**Written problem:**
Copy everything from the start of the records down to the line containing "0,360,489,480", keeping both ends, and leave the pictures out of your copy.

***** Records to use

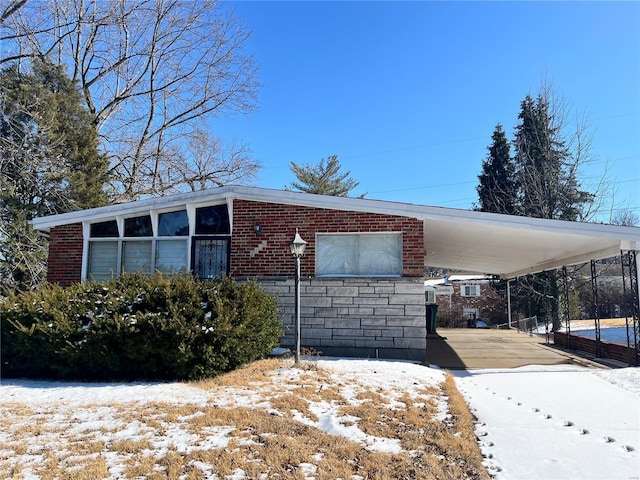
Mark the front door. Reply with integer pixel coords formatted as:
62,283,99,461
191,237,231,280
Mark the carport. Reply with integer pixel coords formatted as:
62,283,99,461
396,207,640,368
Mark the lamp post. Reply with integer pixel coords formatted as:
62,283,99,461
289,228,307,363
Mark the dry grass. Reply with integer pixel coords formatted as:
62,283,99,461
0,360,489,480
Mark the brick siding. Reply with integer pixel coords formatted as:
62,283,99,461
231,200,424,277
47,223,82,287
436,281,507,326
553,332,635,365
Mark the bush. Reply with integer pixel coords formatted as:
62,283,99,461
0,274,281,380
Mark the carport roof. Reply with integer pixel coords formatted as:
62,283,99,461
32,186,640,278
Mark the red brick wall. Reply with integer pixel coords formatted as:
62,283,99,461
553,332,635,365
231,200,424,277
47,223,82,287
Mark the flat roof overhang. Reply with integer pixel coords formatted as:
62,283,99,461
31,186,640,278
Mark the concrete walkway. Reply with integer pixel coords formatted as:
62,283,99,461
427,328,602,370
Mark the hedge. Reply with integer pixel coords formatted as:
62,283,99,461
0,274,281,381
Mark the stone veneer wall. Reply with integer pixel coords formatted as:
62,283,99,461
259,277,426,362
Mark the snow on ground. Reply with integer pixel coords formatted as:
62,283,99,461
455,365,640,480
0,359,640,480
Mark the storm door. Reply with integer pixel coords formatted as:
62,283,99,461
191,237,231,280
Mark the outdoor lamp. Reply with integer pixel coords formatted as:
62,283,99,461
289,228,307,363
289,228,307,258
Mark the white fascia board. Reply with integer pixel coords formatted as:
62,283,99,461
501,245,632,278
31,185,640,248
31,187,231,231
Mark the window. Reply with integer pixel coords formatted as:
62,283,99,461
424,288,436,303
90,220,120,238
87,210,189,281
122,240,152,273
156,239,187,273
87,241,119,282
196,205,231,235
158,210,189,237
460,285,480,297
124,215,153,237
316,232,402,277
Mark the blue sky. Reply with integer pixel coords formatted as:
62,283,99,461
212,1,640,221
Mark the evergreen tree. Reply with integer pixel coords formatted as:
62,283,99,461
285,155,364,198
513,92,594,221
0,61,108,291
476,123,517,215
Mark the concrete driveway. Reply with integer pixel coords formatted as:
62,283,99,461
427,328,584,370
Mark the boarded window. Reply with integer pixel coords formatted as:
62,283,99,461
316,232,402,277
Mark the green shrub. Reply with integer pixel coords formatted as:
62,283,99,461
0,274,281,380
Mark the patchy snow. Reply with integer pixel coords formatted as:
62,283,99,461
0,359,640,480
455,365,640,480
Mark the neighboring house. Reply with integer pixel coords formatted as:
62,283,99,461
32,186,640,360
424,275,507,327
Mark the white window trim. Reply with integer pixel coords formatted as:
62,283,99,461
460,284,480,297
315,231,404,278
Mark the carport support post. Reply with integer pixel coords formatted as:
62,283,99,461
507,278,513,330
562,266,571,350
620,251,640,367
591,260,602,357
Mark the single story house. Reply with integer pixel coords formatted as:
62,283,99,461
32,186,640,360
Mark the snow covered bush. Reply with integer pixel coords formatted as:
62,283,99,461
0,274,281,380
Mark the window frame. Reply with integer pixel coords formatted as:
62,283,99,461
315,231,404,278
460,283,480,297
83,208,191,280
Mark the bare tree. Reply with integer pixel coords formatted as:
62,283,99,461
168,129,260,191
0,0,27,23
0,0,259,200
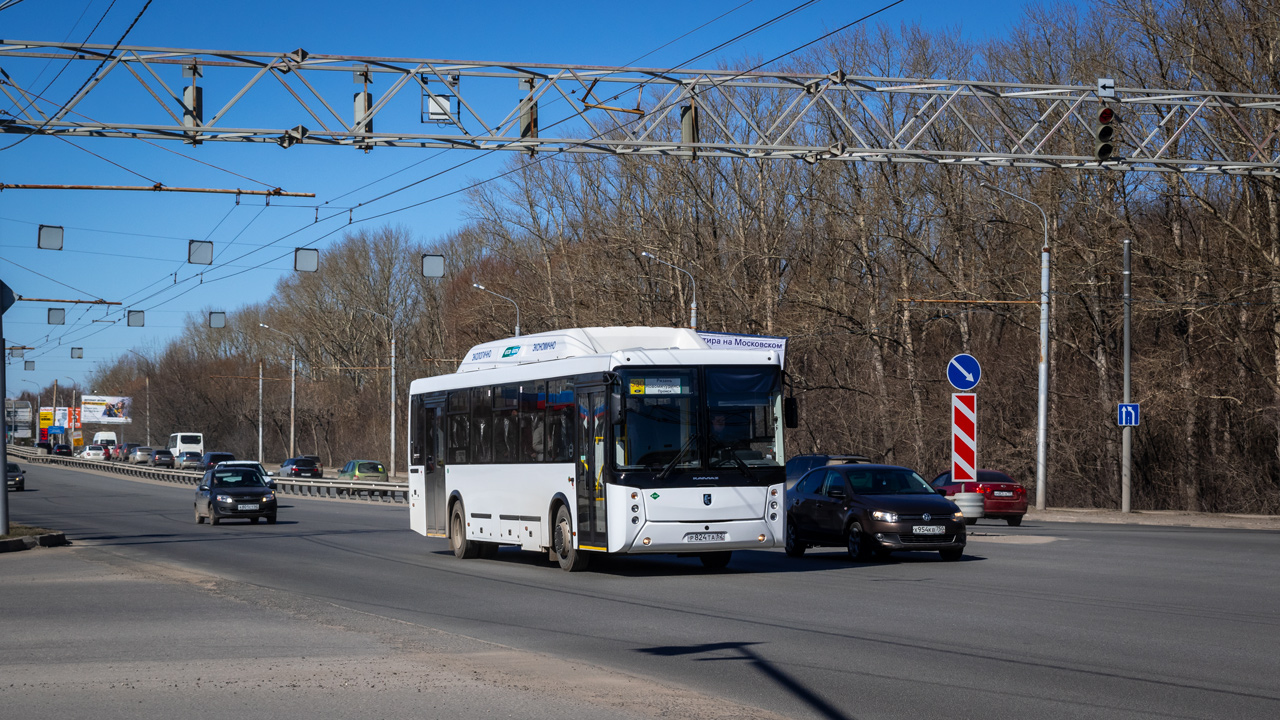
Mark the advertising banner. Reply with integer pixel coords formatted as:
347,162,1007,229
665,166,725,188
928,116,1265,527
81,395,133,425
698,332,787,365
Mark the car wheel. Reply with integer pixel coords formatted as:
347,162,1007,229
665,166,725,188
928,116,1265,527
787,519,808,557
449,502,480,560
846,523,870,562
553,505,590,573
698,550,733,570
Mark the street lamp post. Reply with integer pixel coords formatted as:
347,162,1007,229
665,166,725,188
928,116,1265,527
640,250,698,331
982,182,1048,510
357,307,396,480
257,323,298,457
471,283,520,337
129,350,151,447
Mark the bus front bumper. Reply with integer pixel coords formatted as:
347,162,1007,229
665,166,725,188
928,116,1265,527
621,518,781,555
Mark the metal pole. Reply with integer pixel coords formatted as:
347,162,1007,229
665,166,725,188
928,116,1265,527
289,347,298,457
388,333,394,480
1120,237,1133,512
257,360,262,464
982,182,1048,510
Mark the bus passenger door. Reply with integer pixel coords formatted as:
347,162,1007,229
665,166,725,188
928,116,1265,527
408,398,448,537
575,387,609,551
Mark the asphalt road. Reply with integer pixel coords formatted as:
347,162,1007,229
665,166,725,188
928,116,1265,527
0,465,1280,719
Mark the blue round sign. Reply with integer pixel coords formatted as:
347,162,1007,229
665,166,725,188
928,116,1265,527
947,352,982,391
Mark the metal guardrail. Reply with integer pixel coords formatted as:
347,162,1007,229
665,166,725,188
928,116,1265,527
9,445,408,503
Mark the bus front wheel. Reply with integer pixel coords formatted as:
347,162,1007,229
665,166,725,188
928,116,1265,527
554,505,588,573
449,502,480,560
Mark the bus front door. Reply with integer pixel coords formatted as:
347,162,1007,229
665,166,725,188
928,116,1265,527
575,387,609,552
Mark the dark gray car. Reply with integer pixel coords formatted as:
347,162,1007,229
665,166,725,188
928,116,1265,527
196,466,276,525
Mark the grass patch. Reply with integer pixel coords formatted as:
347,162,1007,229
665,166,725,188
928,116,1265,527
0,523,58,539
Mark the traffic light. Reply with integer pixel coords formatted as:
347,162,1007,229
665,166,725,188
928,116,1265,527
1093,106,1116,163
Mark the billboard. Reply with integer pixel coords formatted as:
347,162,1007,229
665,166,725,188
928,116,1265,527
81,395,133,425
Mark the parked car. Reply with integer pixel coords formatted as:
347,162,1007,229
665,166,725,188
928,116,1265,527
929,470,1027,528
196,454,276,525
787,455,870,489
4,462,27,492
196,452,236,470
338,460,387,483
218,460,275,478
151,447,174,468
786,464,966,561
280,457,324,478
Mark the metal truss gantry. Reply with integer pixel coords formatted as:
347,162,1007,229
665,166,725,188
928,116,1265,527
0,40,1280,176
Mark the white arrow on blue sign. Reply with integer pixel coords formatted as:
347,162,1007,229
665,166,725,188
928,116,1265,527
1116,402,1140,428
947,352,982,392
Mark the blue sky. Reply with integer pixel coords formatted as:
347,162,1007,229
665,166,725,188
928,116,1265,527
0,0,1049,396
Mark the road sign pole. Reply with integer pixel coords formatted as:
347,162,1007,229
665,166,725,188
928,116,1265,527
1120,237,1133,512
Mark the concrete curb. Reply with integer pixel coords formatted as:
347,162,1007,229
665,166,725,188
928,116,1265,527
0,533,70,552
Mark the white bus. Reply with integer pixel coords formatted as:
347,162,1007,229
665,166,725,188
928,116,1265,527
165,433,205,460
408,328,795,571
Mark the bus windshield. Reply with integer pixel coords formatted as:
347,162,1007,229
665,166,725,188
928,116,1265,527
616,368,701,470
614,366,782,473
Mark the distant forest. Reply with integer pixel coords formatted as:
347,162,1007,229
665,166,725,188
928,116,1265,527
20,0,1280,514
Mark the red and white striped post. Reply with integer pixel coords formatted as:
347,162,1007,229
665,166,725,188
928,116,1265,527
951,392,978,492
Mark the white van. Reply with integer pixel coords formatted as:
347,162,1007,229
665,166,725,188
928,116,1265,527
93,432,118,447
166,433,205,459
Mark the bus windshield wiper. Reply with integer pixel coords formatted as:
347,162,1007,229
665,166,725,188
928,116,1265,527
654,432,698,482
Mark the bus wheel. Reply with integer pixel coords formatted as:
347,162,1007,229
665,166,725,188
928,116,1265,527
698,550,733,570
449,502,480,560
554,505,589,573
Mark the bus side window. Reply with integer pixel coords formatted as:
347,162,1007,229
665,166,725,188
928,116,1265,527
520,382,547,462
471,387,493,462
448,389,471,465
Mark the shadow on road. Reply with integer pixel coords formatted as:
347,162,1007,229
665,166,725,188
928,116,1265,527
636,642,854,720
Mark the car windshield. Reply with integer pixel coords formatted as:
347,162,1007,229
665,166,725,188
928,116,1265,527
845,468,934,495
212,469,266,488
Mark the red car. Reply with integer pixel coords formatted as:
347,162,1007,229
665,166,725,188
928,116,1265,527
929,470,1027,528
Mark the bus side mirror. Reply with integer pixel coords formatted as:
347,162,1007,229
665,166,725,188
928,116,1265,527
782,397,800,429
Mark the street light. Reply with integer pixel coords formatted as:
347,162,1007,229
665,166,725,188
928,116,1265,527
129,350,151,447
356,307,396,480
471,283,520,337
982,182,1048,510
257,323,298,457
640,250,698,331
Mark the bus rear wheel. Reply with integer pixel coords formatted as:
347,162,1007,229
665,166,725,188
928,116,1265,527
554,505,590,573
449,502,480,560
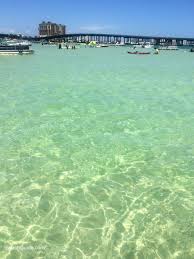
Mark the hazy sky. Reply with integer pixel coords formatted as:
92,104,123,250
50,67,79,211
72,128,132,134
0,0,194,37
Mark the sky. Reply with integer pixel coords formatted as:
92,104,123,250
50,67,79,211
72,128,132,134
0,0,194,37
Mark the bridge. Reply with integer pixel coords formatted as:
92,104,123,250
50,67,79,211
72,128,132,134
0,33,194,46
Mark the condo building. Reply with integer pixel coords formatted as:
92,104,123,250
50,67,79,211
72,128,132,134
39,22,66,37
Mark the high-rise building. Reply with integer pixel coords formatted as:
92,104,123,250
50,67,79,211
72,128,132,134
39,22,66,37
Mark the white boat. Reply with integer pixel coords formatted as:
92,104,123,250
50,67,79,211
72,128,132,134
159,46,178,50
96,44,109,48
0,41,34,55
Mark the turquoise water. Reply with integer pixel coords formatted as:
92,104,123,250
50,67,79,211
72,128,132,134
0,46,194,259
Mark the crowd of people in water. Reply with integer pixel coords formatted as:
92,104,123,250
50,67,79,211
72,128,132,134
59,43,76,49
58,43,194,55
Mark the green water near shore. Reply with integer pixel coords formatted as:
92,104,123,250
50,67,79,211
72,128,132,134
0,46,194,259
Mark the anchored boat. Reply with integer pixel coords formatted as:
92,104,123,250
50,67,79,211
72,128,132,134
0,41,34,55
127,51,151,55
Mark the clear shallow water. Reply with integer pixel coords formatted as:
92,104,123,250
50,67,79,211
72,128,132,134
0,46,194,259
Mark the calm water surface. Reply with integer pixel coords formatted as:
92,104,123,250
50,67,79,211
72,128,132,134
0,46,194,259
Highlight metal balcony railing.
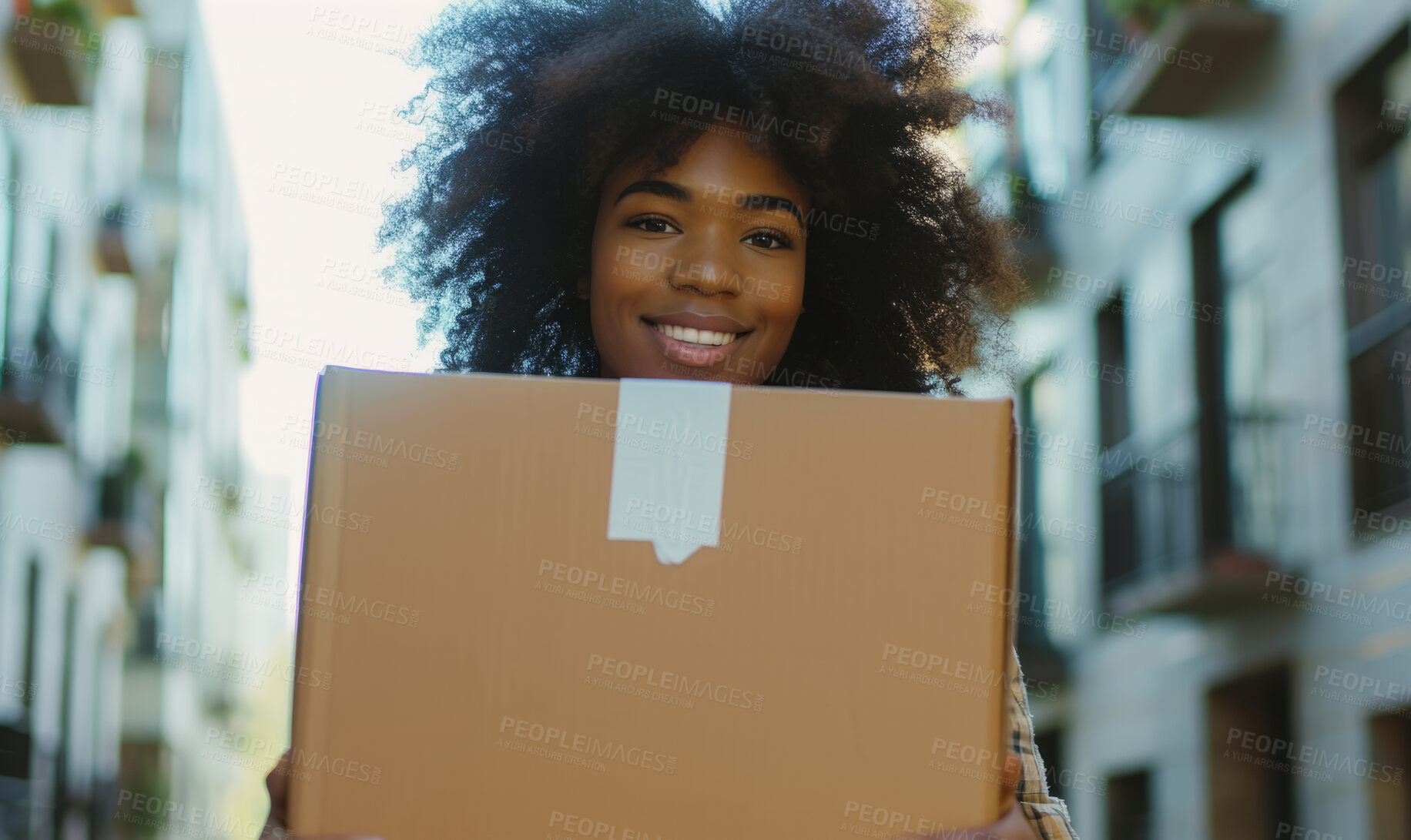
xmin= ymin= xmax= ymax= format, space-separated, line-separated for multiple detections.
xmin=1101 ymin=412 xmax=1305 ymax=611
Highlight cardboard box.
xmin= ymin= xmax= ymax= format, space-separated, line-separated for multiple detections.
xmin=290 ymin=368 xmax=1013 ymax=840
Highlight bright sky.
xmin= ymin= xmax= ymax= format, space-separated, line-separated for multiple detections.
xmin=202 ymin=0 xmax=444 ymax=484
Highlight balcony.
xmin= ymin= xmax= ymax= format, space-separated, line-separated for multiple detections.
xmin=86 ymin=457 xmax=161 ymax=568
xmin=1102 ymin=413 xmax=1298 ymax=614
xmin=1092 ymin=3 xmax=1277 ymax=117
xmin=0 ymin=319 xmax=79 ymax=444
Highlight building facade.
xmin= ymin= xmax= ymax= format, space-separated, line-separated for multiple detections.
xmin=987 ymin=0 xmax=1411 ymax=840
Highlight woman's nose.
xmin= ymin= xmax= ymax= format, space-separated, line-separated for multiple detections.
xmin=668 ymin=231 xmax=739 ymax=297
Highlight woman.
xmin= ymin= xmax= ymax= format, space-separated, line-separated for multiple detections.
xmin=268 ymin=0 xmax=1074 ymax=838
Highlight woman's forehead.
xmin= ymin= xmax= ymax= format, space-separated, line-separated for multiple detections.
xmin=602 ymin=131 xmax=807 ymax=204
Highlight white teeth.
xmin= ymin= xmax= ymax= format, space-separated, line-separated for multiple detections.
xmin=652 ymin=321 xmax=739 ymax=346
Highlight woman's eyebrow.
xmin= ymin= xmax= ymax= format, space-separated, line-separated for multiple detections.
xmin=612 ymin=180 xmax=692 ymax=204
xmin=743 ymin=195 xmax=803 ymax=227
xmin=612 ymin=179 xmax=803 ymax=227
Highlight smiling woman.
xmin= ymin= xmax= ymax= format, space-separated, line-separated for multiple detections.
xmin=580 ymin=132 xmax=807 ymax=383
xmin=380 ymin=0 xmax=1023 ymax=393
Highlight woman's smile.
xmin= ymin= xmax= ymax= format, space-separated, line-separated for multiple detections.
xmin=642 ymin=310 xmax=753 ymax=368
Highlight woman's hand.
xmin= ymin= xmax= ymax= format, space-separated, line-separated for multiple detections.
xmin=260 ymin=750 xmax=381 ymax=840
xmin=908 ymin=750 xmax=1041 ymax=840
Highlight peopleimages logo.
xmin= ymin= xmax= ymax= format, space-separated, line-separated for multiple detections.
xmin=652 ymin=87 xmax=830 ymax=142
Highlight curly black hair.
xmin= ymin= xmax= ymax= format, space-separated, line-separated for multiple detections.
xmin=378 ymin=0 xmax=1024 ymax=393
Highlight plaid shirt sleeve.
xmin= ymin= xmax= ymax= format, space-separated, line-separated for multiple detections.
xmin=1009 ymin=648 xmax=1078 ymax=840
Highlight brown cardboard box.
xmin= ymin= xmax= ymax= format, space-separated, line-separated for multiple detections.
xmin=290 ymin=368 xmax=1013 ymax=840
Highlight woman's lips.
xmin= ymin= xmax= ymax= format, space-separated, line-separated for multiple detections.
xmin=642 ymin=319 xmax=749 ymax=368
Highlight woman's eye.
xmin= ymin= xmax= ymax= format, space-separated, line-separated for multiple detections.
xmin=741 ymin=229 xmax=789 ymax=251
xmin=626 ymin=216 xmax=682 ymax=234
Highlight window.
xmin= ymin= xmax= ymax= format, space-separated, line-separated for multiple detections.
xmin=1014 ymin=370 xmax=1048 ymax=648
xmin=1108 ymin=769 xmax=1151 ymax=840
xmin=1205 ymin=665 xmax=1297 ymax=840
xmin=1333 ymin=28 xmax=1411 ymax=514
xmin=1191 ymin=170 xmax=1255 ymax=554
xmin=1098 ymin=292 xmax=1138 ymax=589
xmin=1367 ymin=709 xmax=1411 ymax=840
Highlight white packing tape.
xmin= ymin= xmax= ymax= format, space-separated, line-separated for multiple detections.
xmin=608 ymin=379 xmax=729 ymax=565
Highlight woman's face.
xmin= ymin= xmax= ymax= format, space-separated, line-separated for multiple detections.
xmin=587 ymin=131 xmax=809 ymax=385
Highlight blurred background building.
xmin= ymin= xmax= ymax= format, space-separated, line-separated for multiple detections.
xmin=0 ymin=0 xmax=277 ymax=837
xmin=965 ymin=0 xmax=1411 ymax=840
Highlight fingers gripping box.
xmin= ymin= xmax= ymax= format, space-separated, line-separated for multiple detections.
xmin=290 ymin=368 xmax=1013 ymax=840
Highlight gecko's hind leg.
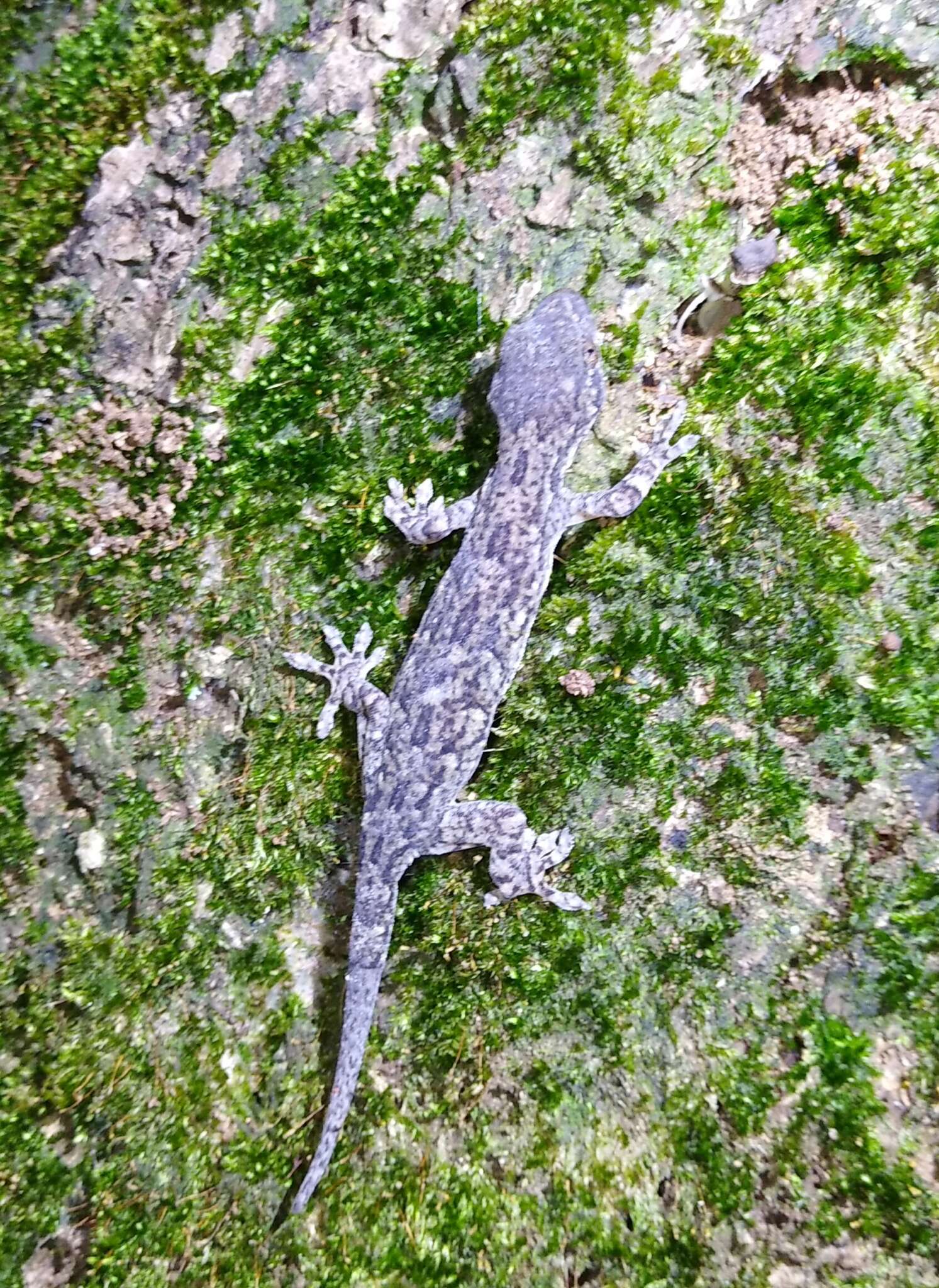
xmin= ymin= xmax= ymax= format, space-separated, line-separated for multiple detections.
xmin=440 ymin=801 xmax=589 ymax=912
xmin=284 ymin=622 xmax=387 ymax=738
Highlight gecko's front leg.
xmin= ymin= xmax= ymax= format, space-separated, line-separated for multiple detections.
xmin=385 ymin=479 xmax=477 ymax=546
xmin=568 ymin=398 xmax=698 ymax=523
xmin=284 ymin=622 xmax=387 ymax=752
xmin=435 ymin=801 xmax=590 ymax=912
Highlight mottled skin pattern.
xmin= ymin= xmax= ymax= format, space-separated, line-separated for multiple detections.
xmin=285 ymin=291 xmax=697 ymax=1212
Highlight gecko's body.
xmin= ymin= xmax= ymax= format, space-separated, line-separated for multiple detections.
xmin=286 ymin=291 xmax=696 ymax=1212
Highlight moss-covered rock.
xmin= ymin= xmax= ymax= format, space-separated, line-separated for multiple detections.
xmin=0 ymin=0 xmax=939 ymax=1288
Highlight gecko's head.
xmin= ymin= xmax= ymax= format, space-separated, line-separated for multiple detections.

**********

**Solution for this problem:**
Mark the front door. Reply with integer pixel coords formatted as:
62,283,99,461
191,237,231,280
Mark the carport. Reply with integer pixel coords formatted as:
62,283,99,461
396,207,640,368
Mark the lamp post. Reply with integer pixel coords formatted as:
62,283,99,461
289,228,307,363
Mark the dry grass. Reply with integer pixel coords formatted as:
62,283,99,461
0,360,489,480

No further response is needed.